PROBLEM REQUIREMENTS: Copy out exactly the stretch of the listing below that begins at the line containing "sample | <point>848,943</point>" and ends at the line containing "the stone column", and copy nothing outside it.

ENTRIES SUPPLIED:
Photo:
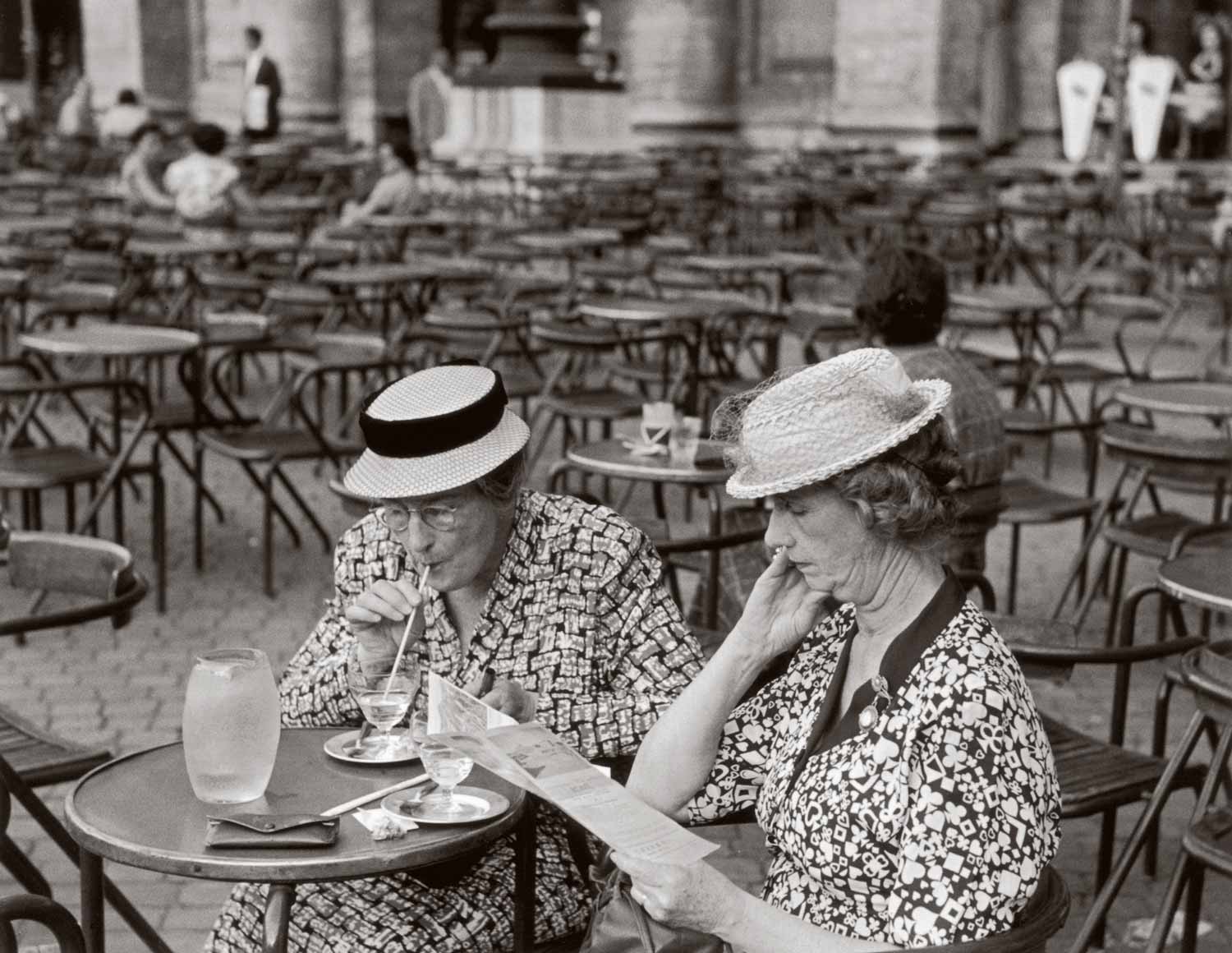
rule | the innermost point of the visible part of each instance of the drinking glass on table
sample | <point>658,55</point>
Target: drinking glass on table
<point>231,725</point>
<point>684,439</point>
<point>448,767</point>
<point>384,693</point>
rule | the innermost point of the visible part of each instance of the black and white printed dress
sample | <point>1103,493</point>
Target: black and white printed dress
<point>578,613</point>
<point>931,827</point>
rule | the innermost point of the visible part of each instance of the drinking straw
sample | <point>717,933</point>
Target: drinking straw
<point>406,633</point>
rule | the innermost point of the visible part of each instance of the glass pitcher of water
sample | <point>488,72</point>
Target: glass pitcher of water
<point>231,725</point>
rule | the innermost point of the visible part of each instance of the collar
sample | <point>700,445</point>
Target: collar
<point>896,666</point>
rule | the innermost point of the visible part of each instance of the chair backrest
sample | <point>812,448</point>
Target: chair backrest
<point>41,910</point>
<point>98,570</point>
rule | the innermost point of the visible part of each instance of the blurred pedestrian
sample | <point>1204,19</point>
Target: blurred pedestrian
<point>263,89</point>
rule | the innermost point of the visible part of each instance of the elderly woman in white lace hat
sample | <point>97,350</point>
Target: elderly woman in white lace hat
<point>899,767</point>
<point>563,601</point>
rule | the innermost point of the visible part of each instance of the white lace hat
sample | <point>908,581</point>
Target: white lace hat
<point>435,430</point>
<point>825,419</point>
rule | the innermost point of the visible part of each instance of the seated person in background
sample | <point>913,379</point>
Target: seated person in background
<point>394,191</point>
<point>899,767</point>
<point>137,185</point>
<point>122,120</point>
<point>206,185</point>
<point>564,601</point>
<point>901,303</point>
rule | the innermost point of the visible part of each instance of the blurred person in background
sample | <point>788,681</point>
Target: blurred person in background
<point>428,103</point>
<point>394,191</point>
<point>263,90</point>
<point>122,120</point>
<point>205,184</point>
<point>901,302</point>
<point>137,182</point>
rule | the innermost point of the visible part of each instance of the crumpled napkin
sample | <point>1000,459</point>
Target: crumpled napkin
<point>382,824</point>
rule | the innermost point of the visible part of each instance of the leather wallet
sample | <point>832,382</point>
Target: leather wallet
<point>271,830</point>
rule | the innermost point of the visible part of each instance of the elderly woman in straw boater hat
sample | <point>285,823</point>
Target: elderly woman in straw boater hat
<point>899,767</point>
<point>564,601</point>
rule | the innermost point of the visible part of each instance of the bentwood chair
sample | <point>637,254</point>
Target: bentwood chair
<point>98,581</point>
<point>298,424</point>
<point>39,910</point>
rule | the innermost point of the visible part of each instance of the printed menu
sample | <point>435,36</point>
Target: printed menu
<point>539,761</point>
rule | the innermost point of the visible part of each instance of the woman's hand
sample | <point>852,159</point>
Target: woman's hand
<point>781,610</point>
<point>696,896</point>
<point>509,697</point>
<point>379,618</point>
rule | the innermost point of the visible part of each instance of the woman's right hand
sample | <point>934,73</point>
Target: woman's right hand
<point>781,610</point>
<point>379,618</point>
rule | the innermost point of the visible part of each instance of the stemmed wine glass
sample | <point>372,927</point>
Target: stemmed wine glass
<point>448,767</point>
<point>384,693</point>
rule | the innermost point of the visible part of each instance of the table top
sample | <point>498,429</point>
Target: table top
<point>643,310</point>
<point>111,340</point>
<point>372,274</point>
<point>610,458</point>
<point>1197,398</point>
<point>1200,578</point>
<point>182,246</point>
<point>31,223</point>
<point>140,810</point>
<point>731,263</point>
<point>1002,298</point>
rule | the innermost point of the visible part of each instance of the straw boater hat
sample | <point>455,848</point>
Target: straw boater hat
<point>435,430</point>
<point>828,418</point>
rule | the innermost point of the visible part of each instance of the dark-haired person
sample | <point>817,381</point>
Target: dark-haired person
<point>263,89</point>
<point>899,767</point>
<point>394,191</point>
<point>205,184</point>
<point>564,601</point>
<point>902,301</point>
<point>137,184</point>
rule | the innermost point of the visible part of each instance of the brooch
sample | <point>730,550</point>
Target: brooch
<point>870,713</point>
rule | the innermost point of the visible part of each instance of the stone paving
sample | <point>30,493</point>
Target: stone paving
<point>126,688</point>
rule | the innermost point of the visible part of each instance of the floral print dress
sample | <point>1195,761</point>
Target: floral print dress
<point>933,825</point>
<point>578,613</point>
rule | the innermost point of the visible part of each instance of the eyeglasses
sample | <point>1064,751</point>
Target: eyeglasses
<point>397,517</point>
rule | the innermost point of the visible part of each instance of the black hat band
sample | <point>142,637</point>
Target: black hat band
<point>439,434</point>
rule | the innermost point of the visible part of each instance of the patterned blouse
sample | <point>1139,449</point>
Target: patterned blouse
<point>929,827</point>
<point>578,613</point>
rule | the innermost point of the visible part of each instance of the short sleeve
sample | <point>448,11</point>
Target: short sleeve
<point>982,817</point>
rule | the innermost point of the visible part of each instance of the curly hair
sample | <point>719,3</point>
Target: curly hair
<point>904,494</point>
<point>902,296</point>
<point>502,485</point>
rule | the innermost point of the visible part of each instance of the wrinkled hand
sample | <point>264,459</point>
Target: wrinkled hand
<point>379,618</point>
<point>781,610</point>
<point>509,697</point>
<point>696,896</point>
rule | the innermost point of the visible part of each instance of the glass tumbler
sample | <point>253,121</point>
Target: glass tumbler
<point>231,725</point>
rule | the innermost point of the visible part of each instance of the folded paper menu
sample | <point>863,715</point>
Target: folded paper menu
<point>535,760</point>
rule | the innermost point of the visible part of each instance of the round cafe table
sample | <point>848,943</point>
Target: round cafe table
<point>140,810</point>
<point>613,458</point>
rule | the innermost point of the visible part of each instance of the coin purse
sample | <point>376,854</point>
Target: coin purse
<point>271,830</point>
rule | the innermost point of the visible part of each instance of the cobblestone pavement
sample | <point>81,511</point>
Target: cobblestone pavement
<point>125,689</point>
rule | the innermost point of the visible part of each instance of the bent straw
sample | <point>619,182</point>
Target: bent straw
<point>406,633</point>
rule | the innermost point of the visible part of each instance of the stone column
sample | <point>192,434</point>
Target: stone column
<point>537,44</point>
<point>303,39</point>
<point>680,63</point>
<point>907,68</point>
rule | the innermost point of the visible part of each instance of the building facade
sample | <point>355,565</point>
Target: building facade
<point>766,71</point>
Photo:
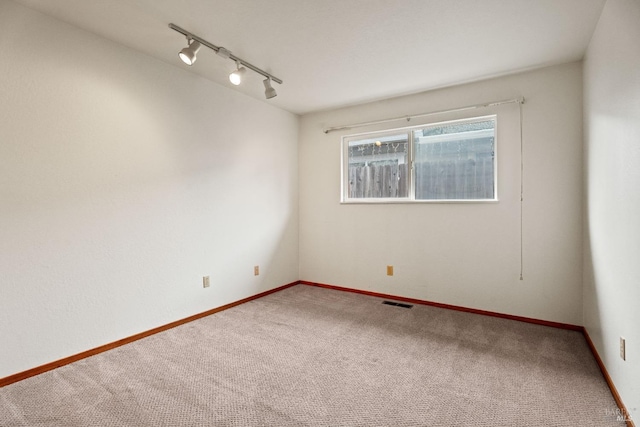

REPLY TO THE EXERCISE:
sample | <point>848,943</point>
Target: round cafe table
<point>140,810</point>
<point>613,458</point>
rule | the innermost point of the visible part of each instance of the coin purse
sample | <point>376,854</point>
Target: coin purse
<point>271,830</point>
rule | the innermost point of the visible part of each instance of the cobblestone pavement
sample | <point>81,511</point>
Target: cobblestone pavement
<point>125,689</point>
rule | the innermost point of the visible part of each instance of the bent straw
sample | <point>619,182</point>
Target: bent straw
<point>406,633</point>
rule | the innermost point of the visible part of each instance of the stone column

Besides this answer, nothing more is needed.